_Quoted text_:
_____

# Vizio VO370M Issue



## g3n0cide (May 18, 2007)

Hey everyone!

I currently have a Vizio VO370M LCD TV that I'm having problems with. Several months ago, I noticed that it wouldn't turn on and only showed the orange illuminated logo. After calling Vizio, I found out that my TV was no longer covered under their warranty and that my issue might be power supply related.

Being a computer technician, I took matters into my own hands and ordered a replacement PSU. After replacing the unit, I still have the same problem unfortunately. I should also note that I have tried different power cords, wall sockets, and tried to power on with the remote and the button on the TV itself.

Does anyone out there have any suggestions? 

At the end of the day, I don't want to spend the cost of a new TV in repairs, but as it stands now, I'm already $40 in the hole for the PSU replacement.


----------



## octaneman (May 13, 2009)

Hi g3n0cide 

From your description it is a power problem look for bloated capacitors on the power supply.


----------



## g3n0cide (May 18, 2007)

Thanks for the response octaneman!

I'm not sure what capacitors you're referring to because I just replaced the power supply unit and I still have the original problem that I had with the stock unit. This leads me to believe that the problem lies elsewhere or I received a defective PSU.

This is what I ordered and replaced last night: Click Me

Are you familiar with this model, and if so, are there capacitors in other locations I need to be looking at?

Because the new board is a replacement, do the capacitors need to be "charged" by keeping the unit plugged in? My thinking behind this is that maybe the capacitors need more of a charge to get the TV operational? I'm shooting from the hip on that one.

I appreciate all the help.
Thanks


----------



## LMiller7 (Jun 21, 2010)

I expect that the TV has other problems. The PSU was a reasonable guess, but unfortunately such guesses often turn out wrong. The problem could be capacitors elsewhere but there is at present no evidence to support this. In many cases capacitors fail with no visual indications whatsoever and require more advanced troubleshooting to locate them. There are also many other possible causes for this problem.

_____

[Records from a collection]
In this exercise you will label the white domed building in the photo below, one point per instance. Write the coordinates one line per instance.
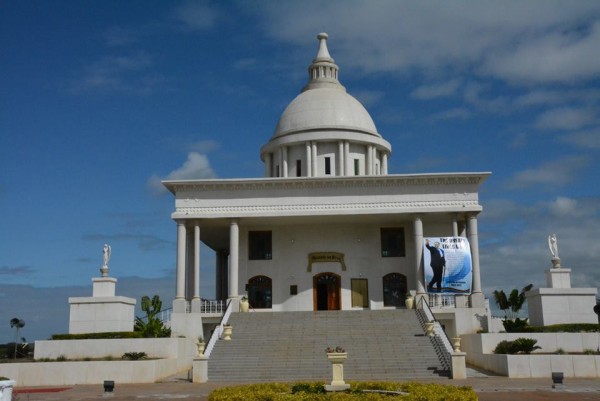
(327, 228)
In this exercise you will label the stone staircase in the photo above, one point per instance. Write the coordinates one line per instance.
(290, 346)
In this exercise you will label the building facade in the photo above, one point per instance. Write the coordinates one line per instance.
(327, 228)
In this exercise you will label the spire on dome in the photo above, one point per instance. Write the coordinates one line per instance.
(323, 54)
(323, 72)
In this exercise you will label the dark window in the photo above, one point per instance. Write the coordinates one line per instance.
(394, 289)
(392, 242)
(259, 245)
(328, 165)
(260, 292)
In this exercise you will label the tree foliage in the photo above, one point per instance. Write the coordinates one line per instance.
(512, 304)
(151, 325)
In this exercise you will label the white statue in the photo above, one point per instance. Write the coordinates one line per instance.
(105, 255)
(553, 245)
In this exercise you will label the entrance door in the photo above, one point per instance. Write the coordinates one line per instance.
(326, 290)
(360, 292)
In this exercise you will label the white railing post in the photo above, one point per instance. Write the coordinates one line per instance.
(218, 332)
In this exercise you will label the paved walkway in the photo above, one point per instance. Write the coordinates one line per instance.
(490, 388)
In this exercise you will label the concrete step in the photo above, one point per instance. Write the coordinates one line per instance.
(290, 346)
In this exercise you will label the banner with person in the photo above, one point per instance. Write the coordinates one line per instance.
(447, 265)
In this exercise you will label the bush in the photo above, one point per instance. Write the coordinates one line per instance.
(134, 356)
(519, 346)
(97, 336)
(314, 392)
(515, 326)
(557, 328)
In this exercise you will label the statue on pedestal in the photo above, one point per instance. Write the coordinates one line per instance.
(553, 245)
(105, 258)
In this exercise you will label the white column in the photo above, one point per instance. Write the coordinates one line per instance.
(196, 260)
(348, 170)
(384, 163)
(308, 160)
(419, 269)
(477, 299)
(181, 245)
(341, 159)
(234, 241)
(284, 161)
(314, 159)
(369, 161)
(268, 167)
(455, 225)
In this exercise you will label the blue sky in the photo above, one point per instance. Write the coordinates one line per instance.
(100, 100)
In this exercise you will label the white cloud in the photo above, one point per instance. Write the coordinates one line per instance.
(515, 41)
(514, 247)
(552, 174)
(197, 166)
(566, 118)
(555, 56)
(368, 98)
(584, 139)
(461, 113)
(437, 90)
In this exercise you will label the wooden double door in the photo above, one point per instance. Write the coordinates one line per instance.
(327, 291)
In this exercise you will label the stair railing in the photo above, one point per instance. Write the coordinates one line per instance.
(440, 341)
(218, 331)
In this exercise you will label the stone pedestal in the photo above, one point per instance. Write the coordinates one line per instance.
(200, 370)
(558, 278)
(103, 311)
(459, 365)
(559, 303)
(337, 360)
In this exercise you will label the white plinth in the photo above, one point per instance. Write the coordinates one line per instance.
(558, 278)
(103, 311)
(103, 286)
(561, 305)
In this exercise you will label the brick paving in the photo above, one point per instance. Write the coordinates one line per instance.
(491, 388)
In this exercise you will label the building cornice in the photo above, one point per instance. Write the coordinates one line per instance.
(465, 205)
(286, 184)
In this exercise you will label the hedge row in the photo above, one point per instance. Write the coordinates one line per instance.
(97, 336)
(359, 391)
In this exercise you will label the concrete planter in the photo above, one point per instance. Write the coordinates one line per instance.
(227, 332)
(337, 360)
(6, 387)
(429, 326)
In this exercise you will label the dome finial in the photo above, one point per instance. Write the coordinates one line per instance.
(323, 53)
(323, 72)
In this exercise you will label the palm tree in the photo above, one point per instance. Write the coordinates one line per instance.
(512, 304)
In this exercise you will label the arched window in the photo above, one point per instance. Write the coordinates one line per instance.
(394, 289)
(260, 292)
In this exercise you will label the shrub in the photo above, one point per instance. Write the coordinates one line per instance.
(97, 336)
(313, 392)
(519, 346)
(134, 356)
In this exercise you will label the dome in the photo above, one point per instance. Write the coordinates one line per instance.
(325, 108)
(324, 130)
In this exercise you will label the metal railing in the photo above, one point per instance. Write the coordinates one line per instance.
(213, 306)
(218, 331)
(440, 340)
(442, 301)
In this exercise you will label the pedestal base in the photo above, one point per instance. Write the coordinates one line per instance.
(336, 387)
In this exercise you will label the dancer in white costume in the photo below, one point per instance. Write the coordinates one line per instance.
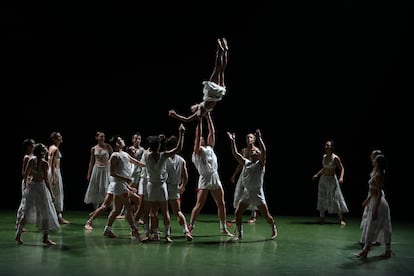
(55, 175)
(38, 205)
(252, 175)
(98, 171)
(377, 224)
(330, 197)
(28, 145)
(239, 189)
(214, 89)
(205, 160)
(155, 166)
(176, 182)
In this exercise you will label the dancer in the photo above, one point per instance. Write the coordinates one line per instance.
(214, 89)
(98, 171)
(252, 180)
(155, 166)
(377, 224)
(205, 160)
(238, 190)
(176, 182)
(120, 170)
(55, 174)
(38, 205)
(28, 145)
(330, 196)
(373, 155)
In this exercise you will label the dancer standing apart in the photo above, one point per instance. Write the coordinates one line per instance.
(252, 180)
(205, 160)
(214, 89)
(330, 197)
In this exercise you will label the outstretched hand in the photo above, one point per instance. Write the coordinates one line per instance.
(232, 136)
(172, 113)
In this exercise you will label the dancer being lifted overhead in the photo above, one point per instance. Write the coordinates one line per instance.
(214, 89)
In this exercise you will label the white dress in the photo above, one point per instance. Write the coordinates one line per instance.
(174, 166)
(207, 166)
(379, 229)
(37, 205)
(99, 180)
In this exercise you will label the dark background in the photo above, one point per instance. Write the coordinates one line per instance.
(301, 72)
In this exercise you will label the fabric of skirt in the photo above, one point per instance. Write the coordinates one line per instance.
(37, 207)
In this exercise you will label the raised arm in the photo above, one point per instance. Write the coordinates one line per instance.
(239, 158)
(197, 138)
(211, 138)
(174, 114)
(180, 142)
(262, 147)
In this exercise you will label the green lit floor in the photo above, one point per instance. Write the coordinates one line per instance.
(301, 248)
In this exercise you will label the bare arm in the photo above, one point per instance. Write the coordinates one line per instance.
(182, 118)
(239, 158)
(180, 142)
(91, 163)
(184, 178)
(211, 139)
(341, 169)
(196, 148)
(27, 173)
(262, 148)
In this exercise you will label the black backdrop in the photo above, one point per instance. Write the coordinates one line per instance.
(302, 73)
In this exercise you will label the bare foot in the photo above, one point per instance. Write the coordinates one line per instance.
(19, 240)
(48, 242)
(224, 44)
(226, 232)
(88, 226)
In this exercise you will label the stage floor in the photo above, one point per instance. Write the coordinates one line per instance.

_____

_Problems and tasks_:
A. Output the records from the line containing "In this exercise you will label the black" through the last line of the records as a numbered list, leaving out blank lines.
B. Write what comes next in the forum thread about the Vizio TV that won't turn on, continuing after its final post.
The text and the records are unrelated to each other.

_Answers given_:
A.
1. In this exercise you will label the black backdrop in the photo above, one point per instance. Write the coordinates one line per instance.
2. (302, 73)
3. In this exercise you will label the bare foot in the photo above, one point per instance. Write the coordinates one line per instance.
4. (19, 240)
5. (48, 242)
6. (224, 44)
7. (226, 232)
8. (88, 226)
9. In this exercise you will label the stage floor in the photo above, one point per instance. Write the coordinates one line per instance.

B.
All capacitors will charge within a few moments of the unit being turned on and will discharge quite rapidly. There is no need far an extended charging time with a new PSU.

Further troubleshooting would require the services of an experienced technician. Unfortunately, the skills of a computer technician will be of little use here.

Note: I have no specific knowledge of the model in question, just that obtained during 30 years doing electronics service.


----------



## octaneman (May 13, 2009)

What you can do is look at your inverter board, what the inverter does is it oscillates the voltage to power up the back light. Your board should have 5 transformers on it, if there is a problem with one of them it should be getting real hot which may leave a residual heat trace. 

:danger: Take safety precautions make sure the unit is powered off to avoid electrical shock. 


The best way to test the inverter board is to remove the transformers off the PCB and use a DVOM to probe the windings one-by-one. 


Out of curiosity are you getting any audio from the set ? Or is it completely blank for both audio and video ?


----------



## edgil1985 (Nov 23, 2008)

I'm having an issue with my tv, same model. I have lines running through the top 1/5th of the tv. They come on and off every few seconds. I have replaced the t-con board and no change. Any more suggestions?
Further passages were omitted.